*** DATA FOR THIS TASK ***

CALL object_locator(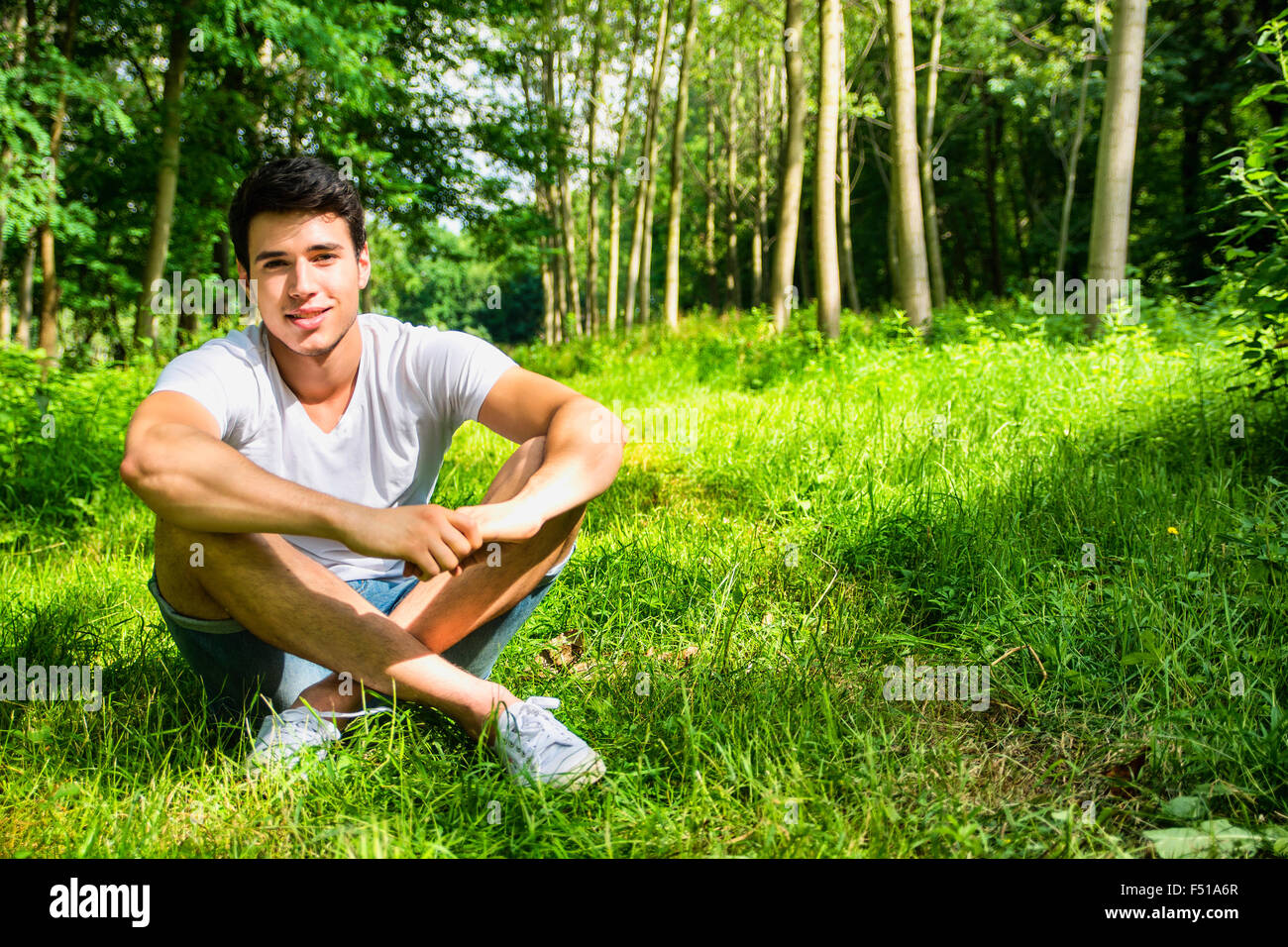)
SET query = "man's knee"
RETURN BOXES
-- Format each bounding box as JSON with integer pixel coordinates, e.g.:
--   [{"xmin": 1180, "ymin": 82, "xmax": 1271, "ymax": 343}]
[{"xmin": 514, "ymin": 434, "xmax": 546, "ymax": 476}]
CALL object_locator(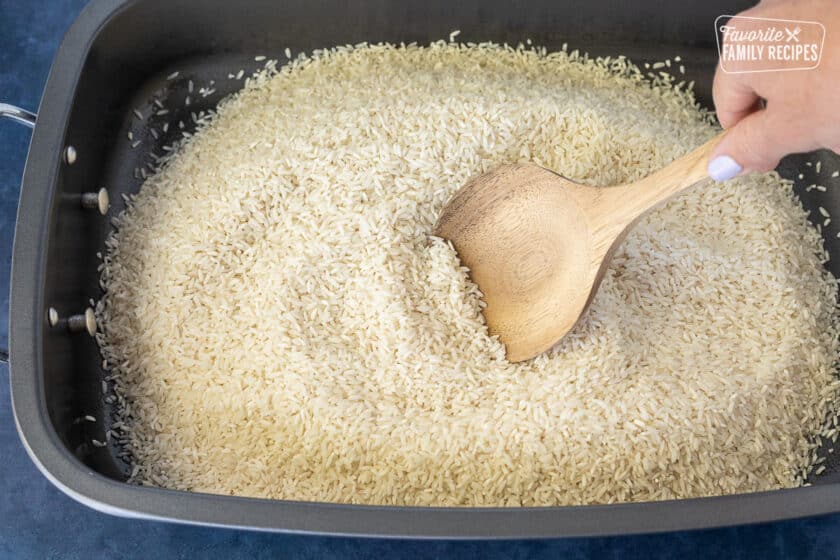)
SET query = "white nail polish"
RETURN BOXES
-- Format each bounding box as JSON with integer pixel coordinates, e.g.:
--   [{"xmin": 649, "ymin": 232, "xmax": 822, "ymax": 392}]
[{"xmin": 708, "ymin": 156, "xmax": 744, "ymax": 181}]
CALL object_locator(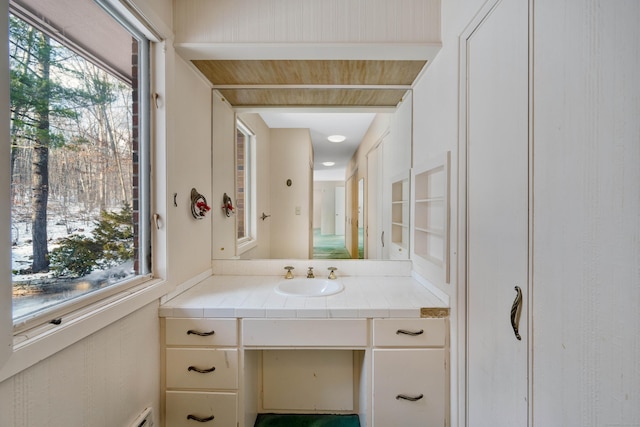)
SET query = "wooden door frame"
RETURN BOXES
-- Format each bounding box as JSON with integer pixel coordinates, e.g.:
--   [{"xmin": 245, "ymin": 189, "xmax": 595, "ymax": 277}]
[{"xmin": 451, "ymin": 0, "xmax": 535, "ymax": 427}]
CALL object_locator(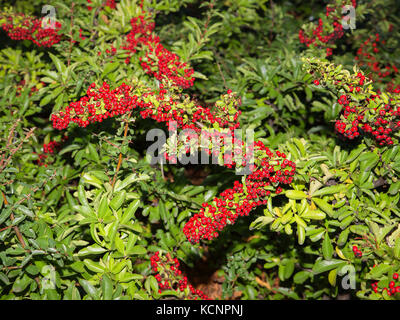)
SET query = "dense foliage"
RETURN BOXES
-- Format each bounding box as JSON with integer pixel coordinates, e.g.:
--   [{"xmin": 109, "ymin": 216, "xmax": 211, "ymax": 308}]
[{"xmin": 0, "ymin": 0, "xmax": 400, "ymax": 300}]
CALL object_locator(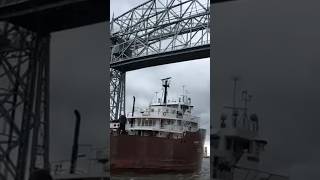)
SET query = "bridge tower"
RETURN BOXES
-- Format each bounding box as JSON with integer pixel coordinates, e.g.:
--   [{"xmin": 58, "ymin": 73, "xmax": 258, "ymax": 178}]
[{"xmin": 0, "ymin": 0, "xmax": 108, "ymax": 180}]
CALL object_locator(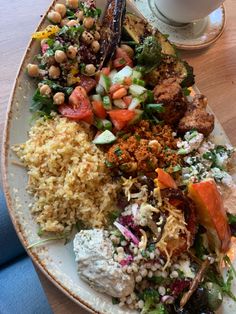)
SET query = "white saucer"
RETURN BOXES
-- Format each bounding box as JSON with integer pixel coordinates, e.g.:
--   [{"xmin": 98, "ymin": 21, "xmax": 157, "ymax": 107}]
[{"xmin": 134, "ymin": 0, "xmax": 225, "ymax": 50}]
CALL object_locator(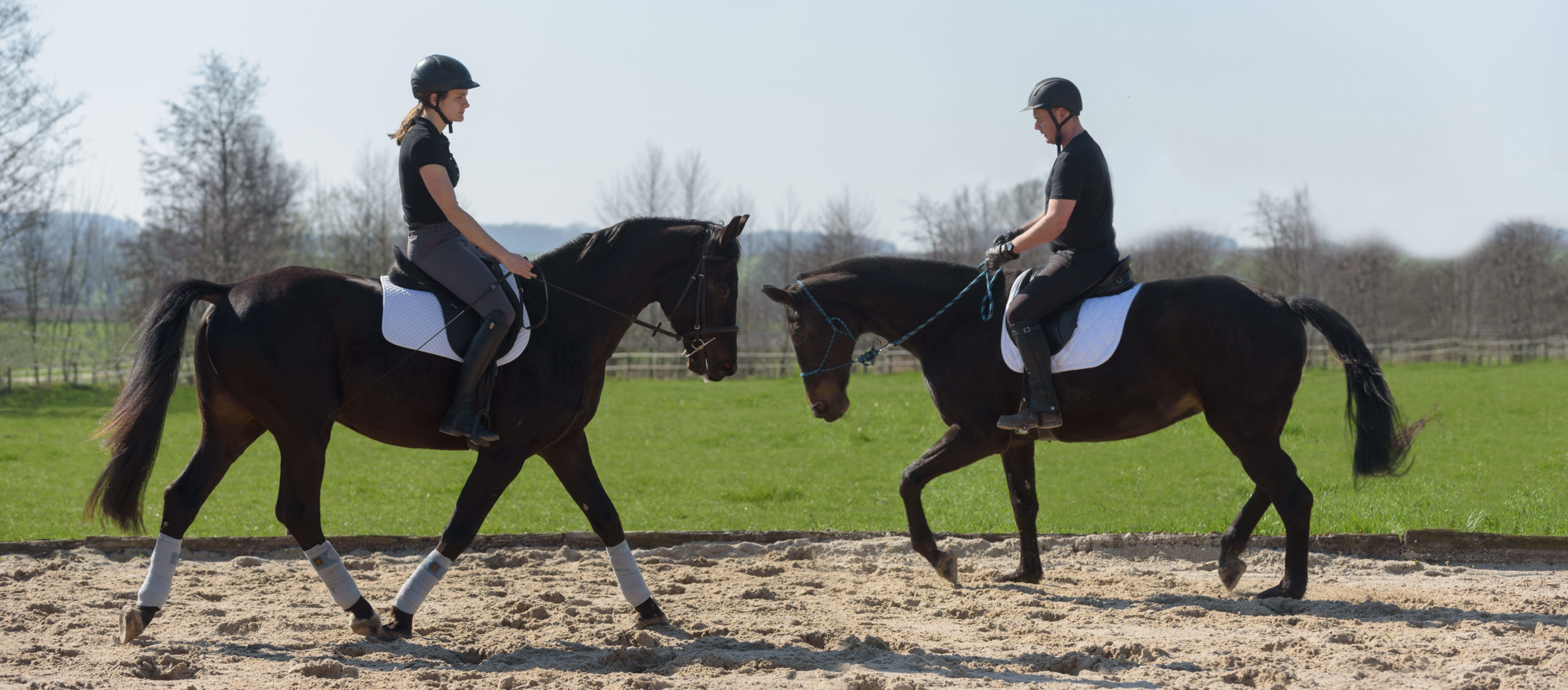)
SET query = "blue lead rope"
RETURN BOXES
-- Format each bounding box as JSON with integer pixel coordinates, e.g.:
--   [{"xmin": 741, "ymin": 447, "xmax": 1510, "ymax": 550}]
[{"xmin": 795, "ymin": 263, "xmax": 1000, "ymax": 378}]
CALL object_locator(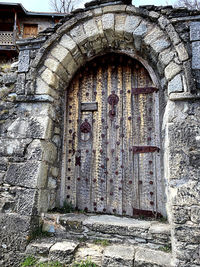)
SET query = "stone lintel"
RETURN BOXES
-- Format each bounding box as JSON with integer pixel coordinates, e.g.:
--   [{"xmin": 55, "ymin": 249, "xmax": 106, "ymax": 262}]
[{"xmin": 169, "ymin": 92, "xmax": 200, "ymax": 101}]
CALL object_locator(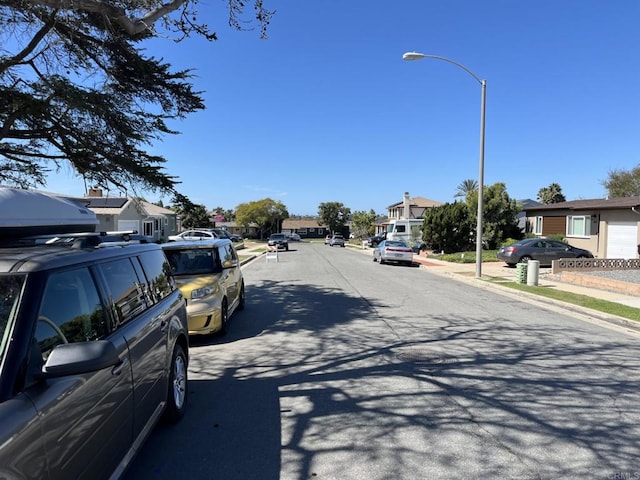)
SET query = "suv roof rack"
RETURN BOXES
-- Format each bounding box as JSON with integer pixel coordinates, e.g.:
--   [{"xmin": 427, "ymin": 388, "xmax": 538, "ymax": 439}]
[{"xmin": 0, "ymin": 230, "xmax": 150, "ymax": 248}]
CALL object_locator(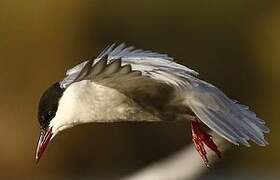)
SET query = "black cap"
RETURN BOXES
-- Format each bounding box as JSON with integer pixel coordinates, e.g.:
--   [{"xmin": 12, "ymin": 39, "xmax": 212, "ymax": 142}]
[{"xmin": 38, "ymin": 82, "xmax": 65, "ymax": 130}]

***

* **SET EXERCISE**: Find each line in the records above that contains the string "white", matching case exactly, and copy those lines out in full.

* **TASK SOLUTION**:
SET query = "white nail polish"
SET query = "white saucer"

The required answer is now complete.